EXTRAIT FOURNI >>
================

Découvrez le Chadao de Chine
LIU KAI
 |
Depuis toujours et
pour toujours, le thé est une poésie, un paysage et un art
de vivre. À travers les tableaux choisis des dynasties des
Ming et des Qing, l’on constate que les Chinois se passionnaient
pour le thé et cherchaient à le savourer en s’unissant avec
la nature, dans la paix. Pourquoi ? C’est que de génération
en génération, ils ont été profondément influencés par le
taoïsme, le confucianisme et le bouddhisme. |
Le terme Dao,
qui signifie
« la voie spirituelle », est considéré par les Chinois comme un système complet
de pensée religieuse et philosophique qui traite des préceptes
de la vie et de l’univers . Dans ce contexte, les Chinois
ne veulent pas appliquer ce terme à n’importe quelle réalité.
Contrairement au Japon où l’on parle presque partout de
Chadao ( Dao du thé ), de Dao des fleurs, de Dao de la lutte, etc., en Chine, que ce soit en matière de diététique
ou de jeux, seul le thé peut être à la hauteur du terme Dao.
Le Chadao fait
partie de la culture orientale, différente de la culture occidentale,
car elle n’offre généralement pas de définition précise et scientifique,
mais accentue davantage la spontanéité, la perception et la motivation
pour s’y initier et la comprendre.

================

D'après l'extrait sur le Chadao, que signifie le terme Dao ? Fondez-vous uniquement sur l'extrait.

================

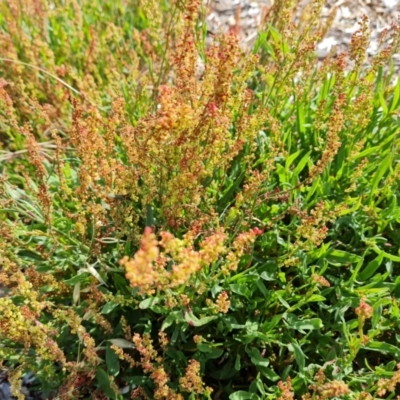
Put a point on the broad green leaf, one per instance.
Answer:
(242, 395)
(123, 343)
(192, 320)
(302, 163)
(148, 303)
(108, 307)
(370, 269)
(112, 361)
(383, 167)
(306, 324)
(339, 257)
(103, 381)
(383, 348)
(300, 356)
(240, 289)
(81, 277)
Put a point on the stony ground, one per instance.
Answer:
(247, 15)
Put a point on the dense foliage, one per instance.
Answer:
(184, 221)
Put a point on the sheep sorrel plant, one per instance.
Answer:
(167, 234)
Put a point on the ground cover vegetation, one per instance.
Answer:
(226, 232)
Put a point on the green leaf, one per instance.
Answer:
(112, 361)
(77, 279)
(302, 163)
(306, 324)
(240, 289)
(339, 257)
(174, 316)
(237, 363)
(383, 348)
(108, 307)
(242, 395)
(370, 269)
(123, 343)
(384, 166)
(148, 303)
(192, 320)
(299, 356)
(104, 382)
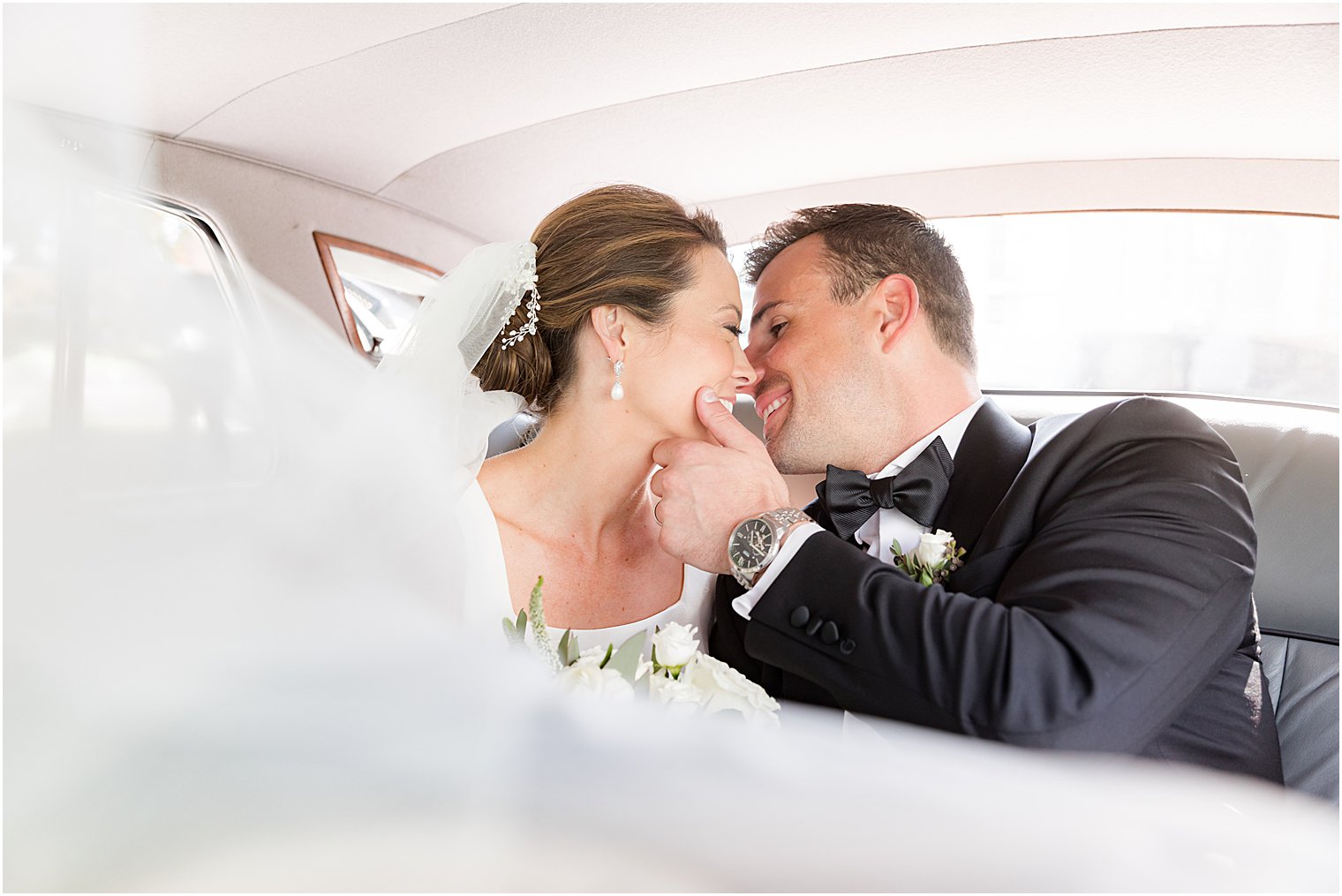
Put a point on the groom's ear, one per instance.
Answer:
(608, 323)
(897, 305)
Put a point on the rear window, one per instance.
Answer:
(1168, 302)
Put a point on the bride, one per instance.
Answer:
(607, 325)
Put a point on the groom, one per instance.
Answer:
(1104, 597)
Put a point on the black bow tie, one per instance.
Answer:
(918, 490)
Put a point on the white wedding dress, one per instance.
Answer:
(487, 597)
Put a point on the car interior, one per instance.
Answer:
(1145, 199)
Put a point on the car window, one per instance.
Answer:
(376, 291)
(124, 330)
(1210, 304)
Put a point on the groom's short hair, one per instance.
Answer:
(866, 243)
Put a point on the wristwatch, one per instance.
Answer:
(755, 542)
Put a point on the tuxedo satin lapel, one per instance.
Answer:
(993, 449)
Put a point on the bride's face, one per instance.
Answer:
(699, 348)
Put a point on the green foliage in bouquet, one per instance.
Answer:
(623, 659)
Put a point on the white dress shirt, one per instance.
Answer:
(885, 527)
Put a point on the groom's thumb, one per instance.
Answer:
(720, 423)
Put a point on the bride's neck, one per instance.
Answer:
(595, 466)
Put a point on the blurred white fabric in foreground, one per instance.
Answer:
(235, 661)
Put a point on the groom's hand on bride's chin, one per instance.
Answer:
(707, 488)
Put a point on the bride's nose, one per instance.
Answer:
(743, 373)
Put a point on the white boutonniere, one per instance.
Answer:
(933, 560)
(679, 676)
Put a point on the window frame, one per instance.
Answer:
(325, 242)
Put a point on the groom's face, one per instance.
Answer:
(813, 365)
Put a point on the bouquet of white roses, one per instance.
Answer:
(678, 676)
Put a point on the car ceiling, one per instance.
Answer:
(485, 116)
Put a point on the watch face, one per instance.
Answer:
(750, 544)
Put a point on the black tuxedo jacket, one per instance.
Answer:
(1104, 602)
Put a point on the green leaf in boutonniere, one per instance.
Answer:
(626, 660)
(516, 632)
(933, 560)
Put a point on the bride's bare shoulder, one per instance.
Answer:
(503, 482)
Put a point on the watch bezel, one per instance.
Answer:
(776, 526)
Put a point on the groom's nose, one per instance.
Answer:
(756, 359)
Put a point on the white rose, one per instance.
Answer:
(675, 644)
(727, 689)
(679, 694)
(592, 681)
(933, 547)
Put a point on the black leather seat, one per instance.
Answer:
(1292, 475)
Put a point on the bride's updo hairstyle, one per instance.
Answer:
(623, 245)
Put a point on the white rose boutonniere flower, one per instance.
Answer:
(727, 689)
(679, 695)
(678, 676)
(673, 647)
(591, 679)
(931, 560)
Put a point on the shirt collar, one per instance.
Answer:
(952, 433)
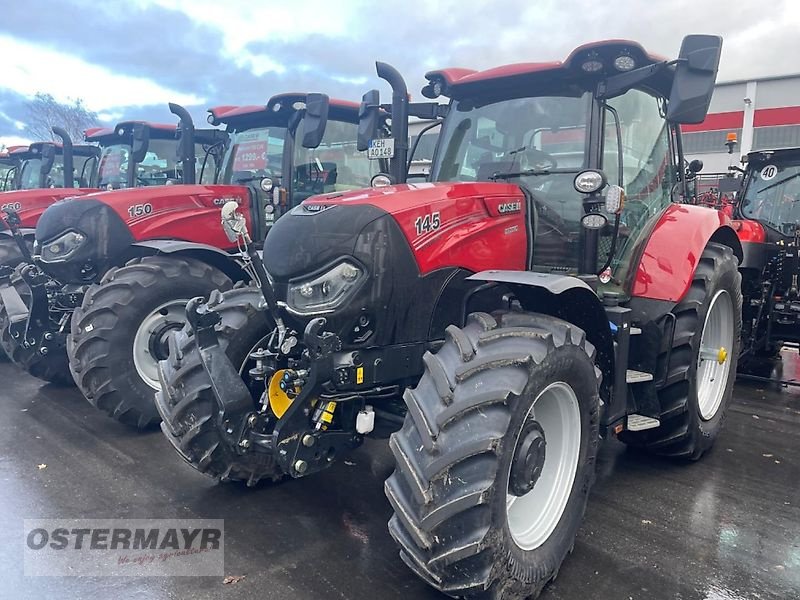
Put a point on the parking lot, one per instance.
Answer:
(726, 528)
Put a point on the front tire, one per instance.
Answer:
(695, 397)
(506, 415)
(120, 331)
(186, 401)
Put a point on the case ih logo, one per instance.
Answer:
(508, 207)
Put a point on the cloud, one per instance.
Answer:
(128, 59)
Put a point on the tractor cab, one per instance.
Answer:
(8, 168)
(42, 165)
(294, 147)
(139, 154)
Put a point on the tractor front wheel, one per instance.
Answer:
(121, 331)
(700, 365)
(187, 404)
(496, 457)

================

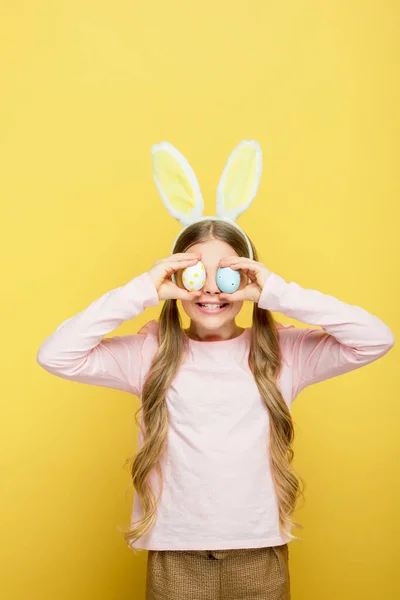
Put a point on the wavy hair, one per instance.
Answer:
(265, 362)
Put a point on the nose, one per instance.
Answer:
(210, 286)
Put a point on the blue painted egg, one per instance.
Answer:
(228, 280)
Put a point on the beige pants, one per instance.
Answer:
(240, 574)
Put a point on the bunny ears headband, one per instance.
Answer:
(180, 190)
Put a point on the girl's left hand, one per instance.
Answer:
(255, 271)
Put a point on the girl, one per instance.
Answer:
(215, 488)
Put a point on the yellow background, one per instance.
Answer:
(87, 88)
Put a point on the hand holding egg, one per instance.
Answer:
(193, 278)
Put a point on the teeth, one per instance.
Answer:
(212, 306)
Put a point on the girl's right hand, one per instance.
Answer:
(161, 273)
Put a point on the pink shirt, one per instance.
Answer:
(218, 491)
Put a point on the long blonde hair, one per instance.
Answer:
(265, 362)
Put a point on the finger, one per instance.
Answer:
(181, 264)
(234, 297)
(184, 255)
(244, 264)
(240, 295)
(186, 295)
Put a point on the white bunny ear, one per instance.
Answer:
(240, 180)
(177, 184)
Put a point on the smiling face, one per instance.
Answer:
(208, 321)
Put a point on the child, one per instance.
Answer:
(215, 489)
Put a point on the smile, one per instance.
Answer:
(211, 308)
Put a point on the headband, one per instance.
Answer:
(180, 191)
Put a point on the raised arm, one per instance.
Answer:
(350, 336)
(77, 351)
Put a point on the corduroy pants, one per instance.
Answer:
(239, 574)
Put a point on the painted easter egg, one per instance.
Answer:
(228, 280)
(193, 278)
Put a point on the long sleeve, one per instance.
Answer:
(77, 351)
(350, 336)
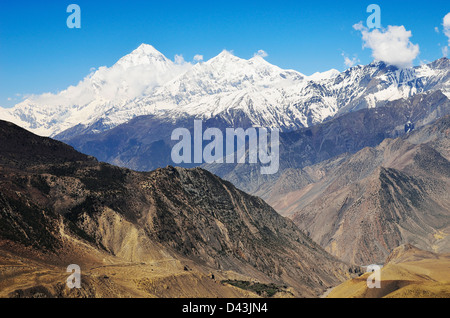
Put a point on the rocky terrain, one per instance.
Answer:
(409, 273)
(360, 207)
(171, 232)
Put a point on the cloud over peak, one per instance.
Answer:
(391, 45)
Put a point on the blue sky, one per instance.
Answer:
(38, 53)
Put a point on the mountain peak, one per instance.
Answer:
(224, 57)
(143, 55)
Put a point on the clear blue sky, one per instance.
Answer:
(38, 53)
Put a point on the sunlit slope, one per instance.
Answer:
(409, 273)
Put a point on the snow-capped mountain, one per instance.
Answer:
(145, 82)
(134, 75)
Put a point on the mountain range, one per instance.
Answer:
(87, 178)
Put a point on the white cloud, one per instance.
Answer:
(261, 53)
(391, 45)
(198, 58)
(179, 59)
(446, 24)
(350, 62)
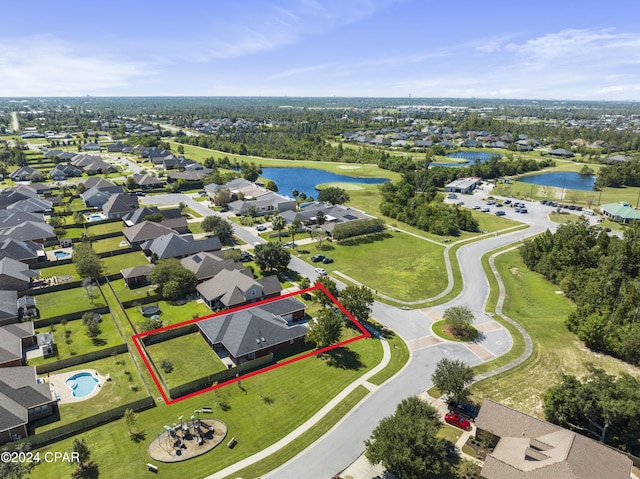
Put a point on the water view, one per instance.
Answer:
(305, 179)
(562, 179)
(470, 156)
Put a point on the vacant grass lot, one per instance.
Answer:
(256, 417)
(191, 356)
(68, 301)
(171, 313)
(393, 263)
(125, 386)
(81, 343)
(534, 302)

================

RÉSULTAT >>
Le terme Dao signifie « la voie spirituelle ».